What this task involves. Which lines of the data contain the string "seal"? Return each of those lines in full.

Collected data
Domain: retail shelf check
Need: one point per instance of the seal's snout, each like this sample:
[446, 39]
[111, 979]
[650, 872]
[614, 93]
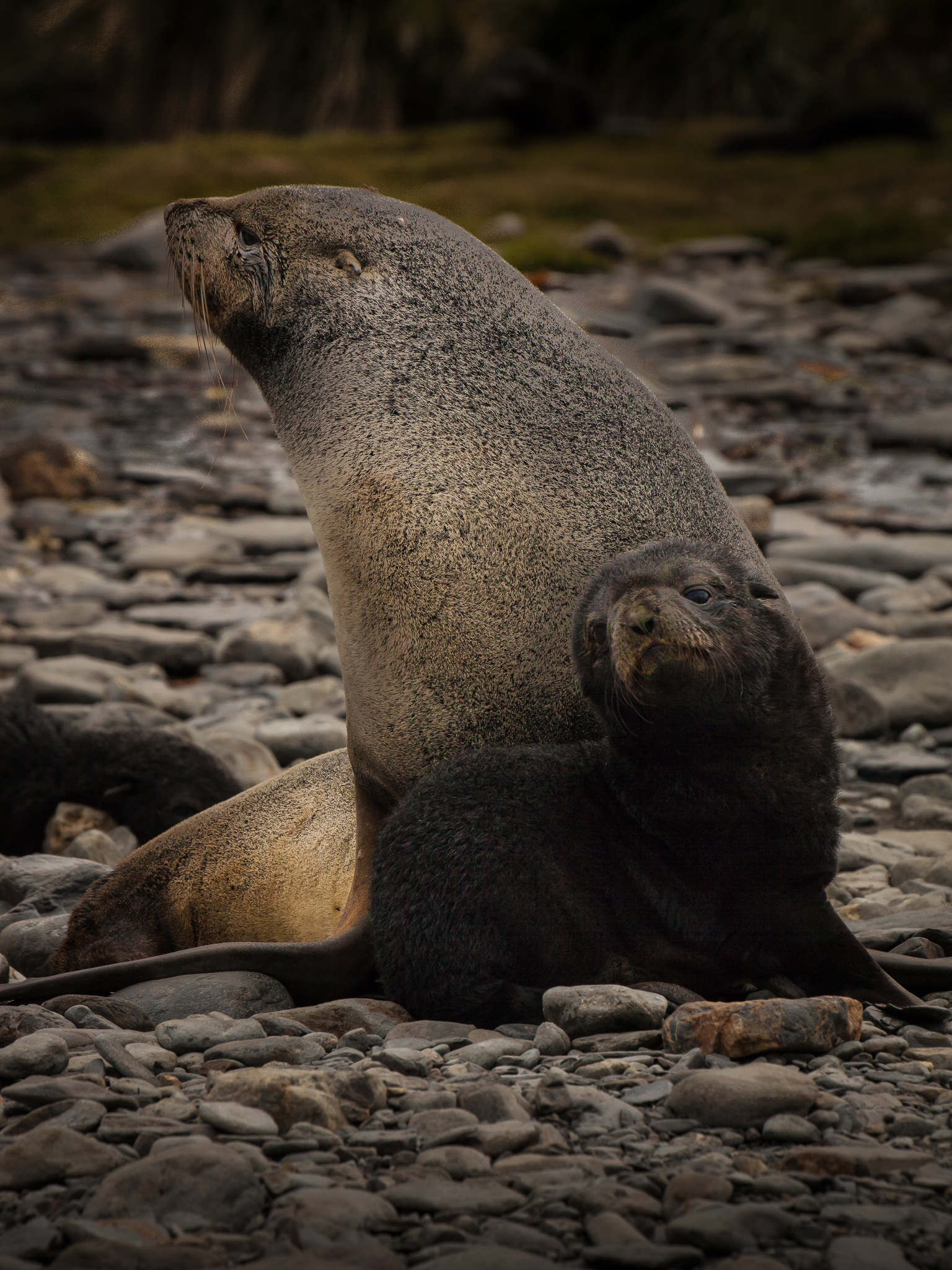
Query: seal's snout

The answer.
Need: one point per instance of the seal's snout, each like this sample:
Query: seal's snout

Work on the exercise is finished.